▶ _GIVEN RECORDS_
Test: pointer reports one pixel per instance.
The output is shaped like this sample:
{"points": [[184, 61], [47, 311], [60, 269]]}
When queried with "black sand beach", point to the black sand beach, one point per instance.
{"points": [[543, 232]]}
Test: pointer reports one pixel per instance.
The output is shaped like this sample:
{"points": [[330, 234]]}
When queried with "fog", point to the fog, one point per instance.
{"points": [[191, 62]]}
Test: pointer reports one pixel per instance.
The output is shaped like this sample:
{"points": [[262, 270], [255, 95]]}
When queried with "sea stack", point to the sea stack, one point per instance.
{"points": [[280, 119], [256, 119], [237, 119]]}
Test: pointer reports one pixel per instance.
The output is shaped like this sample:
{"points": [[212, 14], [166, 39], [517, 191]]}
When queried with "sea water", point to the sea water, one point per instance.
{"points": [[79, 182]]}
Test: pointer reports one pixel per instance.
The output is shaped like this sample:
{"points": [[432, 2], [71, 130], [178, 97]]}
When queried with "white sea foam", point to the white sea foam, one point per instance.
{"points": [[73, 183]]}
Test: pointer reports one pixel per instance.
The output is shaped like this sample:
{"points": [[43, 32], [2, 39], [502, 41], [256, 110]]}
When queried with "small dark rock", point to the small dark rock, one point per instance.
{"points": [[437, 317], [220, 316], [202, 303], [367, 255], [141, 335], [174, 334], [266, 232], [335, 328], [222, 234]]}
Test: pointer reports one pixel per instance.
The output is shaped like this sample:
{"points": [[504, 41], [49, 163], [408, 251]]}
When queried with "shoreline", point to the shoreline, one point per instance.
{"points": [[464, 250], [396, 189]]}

▶ _WRITTEN TASK_
From the data above, pull out each line that contains the string "with". The match is case-sensitive.

▶ _FINISHED ANSWER_
When queried with "black sand beach", point to the black sand beach, one point per instance.
When queried with "fog", point to the fog, one point per instance.
When queried with "sea stack", point to the sea stack, one point per instance.
When queried with "sea water", point to the sea water, one point per instance.
When queried with "white sea foam", point to the white sea foam, one point per instance.
When queried with "small dark rock", point to the small dark rock, one point per instance.
When queried with "shoreline", point to the shoreline, one point per instance.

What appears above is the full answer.